◆ Written exercise ◆
Rewrite the records that follow, replacing "Place a dot" with "Mark a point" at every occurrence and leaving everything else unchanged. Omit the pictures from your answer.
● ● ● ● ●
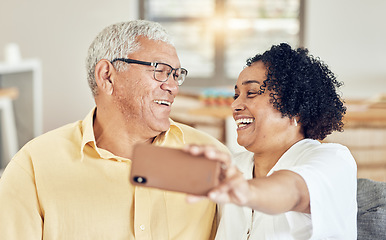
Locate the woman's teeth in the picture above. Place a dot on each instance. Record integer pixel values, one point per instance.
(242, 122)
(162, 102)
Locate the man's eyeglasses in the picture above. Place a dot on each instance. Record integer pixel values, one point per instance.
(162, 71)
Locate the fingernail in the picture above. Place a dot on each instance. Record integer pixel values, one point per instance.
(211, 154)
● ● ● ● ●
◆ Result for this exercise ◆
Locate the woman's teeth in the picture above. Mark a point on each instance. Record integer pixel values, one point per instance.
(242, 122)
(162, 102)
Locate the man's eyeglasses in the picture above. Mark a point on each instance. Record integer pixel values, one point per instance.
(162, 71)
Locate the fingernail in the picture above. Mark a point on each instance. Record integer pixel values, one point per instance.
(211, 154)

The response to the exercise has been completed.